Text block:
• • •

Notwithstanding such agreement not to refinance, should the Borrower refinance
the LIBOR Portion at a more favorable interest rate, the Borrower agrees to pay
the Bank a premium in the amount of One Thousand Dollars ($1,000.00). For
purposes hereunder, a "refinance" means any unscheduled payment of principal
amounts of the LIBOR Portion.

         LIBOR Rate: with respect to any LIBOR Portion for the related LIBOR
Period, an interest rate per annum, adjusted at the end of LIBOR Period (rounded
upwards, if necessary, to the next higher 1/16 of 1%) equal to the product of
(a) the Base LIBOR Rate (as hereinafter defined) and (b) Statutory Reserves,
plus (c) one percent (1%). For purposes of this definition, the term "Base LIBOR
Rate" shall mean the rate (rounded upwards, if necessary, to the next higher
1/16 of 1%) that is the offered rate at which deposits are being quoted to prime
banks in the London interbank market at 11:00 A.M., London time, for U.S. dollar
deposits that are approximately equal in principal amount to the LIBOR Portion
and for a maturity equal to the applicable LIBOR Period, as published by the
British Bankers Association, or equivalent organization. Interest shall be
calculated on the amount of the LIBOR Portion from the date of the LIBOR Request
and charged on the basis of actual days elapsed over a 360 day year. The
interest rate shall be based on the LIBOR Rate prevailing on a Banking Day, and
for those days which are not the Banking Days, the interest rate shall be based
on that LIBOR Rate in effect at the close of business on the next preceding
Banking Day, as determined by the Bank. Each

                                        3
<PAGE>

determination by the Bank of any LIBOR Rate shall, in the absence of manifest
error, be conclusive, and, at the Borrower's request, the Bank shall demonstrate
the basis for such determination.

         LIBOR Request: notice in writing (or by telephonic communication
confirmed by telex, telecopy or other facsimile transmission on the same day as
the telephone request from the Borrower to the Bank, no later than 11:00 a.m.

• • •

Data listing

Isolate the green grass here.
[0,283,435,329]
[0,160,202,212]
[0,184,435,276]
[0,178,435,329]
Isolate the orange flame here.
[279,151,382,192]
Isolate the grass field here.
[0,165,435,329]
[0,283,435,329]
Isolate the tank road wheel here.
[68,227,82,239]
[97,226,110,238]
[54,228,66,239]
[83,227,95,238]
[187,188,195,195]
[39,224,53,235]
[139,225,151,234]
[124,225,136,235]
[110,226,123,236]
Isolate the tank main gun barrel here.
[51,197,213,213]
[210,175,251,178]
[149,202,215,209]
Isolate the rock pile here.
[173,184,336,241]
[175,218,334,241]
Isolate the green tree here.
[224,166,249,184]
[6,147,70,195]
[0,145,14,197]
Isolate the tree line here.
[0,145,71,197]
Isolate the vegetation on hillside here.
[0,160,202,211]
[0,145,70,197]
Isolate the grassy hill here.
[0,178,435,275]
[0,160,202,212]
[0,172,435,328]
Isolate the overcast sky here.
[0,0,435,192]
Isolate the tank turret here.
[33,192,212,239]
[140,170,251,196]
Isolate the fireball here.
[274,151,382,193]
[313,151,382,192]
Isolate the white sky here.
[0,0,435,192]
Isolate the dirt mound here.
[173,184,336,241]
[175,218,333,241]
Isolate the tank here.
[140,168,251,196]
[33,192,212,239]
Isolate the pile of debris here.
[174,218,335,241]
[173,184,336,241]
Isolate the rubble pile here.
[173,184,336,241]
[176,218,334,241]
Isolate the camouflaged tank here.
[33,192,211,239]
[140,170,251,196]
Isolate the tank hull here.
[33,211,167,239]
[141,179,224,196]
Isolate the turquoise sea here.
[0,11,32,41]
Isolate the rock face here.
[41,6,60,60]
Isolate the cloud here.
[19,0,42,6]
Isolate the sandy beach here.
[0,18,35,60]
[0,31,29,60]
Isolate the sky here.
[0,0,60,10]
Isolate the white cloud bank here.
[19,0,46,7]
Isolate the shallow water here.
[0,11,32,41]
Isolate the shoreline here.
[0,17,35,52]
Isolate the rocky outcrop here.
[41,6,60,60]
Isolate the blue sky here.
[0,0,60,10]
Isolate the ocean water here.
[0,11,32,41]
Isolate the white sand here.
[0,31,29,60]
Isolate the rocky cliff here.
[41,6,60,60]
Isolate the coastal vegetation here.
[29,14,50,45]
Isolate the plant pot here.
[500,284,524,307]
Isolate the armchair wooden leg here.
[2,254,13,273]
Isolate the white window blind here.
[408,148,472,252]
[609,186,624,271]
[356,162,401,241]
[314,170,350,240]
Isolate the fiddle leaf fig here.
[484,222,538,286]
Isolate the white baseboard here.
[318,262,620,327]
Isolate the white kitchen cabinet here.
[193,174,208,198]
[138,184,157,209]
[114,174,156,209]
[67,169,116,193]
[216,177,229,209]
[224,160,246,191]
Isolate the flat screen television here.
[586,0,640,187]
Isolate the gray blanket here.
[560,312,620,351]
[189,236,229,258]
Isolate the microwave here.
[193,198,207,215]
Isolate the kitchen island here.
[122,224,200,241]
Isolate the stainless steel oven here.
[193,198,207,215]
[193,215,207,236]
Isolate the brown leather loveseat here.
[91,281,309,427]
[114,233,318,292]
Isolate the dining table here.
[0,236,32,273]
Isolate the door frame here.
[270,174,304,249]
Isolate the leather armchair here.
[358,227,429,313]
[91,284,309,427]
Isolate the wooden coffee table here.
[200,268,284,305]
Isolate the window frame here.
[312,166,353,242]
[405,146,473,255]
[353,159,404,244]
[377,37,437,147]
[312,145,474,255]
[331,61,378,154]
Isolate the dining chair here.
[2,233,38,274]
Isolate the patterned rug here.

• • •

Problem to work on: Copy the stretch of the LIBOR passage from "determination by the" through "than 11:00 a.m.", and swap "telex" for "email" wherever it appears. You won't need the items for anything here.

Correct result:
determination by the Bank of any LIBOR Rate shall, in the absence of manifest
error, be conclusive, and, at the Borrower's request, the Bank shall demonstrate
the basis for such determination.

         LIBOR Request: notice in writing (or by telephonic communication
confirmed by email, telecopy or other facsimile transmission on the same day as
the telephone request from the Borrower to the Bank, no later than 11:00 a.m.